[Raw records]
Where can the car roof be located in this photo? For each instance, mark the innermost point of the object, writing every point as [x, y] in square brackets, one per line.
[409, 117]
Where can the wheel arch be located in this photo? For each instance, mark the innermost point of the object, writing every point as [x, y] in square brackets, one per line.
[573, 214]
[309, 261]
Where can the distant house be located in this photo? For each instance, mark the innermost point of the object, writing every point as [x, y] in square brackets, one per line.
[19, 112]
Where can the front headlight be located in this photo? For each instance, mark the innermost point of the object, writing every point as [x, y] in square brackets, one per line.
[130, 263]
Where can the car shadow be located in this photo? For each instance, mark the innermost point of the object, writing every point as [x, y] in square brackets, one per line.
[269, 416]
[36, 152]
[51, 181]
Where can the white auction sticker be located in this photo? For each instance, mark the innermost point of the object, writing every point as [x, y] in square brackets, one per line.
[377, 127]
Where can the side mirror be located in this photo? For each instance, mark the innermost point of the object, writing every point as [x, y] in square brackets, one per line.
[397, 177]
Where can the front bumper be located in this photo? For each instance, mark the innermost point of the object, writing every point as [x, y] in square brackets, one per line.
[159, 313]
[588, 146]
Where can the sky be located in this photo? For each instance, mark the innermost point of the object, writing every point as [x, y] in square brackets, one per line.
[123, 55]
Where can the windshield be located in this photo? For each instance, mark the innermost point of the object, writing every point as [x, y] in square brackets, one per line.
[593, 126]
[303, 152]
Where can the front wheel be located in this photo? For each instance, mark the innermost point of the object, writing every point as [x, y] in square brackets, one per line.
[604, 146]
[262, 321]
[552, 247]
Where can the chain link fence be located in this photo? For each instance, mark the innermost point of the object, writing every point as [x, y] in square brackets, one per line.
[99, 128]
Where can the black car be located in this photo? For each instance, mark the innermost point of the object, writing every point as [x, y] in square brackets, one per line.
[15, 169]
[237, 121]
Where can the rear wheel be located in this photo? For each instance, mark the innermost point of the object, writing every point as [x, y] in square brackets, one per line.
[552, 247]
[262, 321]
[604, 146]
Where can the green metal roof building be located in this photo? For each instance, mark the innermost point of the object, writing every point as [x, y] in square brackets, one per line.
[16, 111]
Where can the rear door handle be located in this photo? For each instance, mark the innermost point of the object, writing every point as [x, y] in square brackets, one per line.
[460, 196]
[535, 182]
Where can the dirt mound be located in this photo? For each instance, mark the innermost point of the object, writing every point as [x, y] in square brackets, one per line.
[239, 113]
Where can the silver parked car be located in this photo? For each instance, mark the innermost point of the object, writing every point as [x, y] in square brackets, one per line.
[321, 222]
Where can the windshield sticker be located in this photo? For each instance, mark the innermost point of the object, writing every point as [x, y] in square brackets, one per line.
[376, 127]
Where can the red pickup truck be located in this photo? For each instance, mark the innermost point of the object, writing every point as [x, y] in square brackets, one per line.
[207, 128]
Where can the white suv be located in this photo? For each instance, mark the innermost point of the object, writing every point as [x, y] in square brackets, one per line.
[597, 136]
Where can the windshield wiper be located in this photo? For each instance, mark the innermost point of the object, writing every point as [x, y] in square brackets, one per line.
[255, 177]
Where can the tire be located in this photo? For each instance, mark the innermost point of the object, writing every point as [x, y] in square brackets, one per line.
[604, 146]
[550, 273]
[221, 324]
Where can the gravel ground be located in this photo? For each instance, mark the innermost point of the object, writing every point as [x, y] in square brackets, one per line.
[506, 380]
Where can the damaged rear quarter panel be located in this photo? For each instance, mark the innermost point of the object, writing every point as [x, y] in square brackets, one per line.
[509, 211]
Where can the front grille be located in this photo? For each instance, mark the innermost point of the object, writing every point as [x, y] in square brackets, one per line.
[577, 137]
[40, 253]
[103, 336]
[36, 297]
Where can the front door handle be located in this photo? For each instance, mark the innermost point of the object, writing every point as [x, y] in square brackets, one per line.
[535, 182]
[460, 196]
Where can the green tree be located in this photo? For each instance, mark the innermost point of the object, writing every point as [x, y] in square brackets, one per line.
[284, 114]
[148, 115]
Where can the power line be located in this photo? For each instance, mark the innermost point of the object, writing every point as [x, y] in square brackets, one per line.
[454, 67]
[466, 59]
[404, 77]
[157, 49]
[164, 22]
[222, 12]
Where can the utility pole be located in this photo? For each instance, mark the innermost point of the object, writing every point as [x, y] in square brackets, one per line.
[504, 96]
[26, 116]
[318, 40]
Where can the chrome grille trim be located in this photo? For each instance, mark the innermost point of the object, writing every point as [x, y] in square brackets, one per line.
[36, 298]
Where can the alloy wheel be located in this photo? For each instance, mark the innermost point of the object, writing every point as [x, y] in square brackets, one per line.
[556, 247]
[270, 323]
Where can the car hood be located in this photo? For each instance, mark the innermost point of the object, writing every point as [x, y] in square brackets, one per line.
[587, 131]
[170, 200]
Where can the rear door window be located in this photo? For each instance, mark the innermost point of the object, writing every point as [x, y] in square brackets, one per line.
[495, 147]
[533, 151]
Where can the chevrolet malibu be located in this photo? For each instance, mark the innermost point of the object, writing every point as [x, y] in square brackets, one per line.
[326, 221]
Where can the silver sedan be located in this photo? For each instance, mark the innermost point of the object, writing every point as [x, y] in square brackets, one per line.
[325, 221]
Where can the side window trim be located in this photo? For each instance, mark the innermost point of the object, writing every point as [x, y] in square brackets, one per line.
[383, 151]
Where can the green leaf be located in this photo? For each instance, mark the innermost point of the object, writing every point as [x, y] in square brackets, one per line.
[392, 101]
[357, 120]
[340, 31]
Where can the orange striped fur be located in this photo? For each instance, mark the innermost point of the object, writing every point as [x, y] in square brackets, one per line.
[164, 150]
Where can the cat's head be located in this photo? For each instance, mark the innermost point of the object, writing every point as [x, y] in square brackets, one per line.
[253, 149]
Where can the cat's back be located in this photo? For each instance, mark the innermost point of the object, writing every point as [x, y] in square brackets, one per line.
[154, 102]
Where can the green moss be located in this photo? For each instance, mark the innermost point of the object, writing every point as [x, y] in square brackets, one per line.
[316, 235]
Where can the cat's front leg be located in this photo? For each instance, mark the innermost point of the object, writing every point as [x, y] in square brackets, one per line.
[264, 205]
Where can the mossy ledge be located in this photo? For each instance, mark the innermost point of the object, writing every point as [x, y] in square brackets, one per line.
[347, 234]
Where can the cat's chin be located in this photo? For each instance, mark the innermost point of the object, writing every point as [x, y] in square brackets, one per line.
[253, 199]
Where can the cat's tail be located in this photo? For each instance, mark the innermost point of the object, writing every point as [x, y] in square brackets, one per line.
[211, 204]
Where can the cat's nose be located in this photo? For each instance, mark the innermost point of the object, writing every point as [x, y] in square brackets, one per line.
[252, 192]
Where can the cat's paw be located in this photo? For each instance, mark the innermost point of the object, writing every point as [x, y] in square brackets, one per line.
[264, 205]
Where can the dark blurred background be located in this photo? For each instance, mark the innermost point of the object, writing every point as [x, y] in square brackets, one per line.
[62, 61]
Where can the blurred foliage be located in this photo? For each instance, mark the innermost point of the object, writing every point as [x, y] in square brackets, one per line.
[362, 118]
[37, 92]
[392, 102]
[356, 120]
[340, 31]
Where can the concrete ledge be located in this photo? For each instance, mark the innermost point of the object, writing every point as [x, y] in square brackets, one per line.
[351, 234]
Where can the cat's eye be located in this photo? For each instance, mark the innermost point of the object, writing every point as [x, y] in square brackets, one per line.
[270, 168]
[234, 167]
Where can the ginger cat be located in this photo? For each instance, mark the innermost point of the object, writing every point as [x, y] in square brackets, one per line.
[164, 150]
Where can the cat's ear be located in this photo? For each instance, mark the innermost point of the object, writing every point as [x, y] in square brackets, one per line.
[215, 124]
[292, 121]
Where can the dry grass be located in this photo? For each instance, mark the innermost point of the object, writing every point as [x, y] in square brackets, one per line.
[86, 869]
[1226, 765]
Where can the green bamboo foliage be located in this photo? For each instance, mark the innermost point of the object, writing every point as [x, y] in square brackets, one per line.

EXERCISE:
Repeat the records verbatim, beginning at the line that contains "Where can the dry" and continuing through the final line of the records.

RESPONSE:
Where can the dry grass be located in this photo? For each instance, mark the innermost point of the object, writing every point as [x, y] in square brackets, one per line.
[86, 869]
[1226, 765]
Where can the green bamboo foliage be located in this photo? For each instance, mark the innermost point of the object, writing every point as [x, y] in square brackets, one per line.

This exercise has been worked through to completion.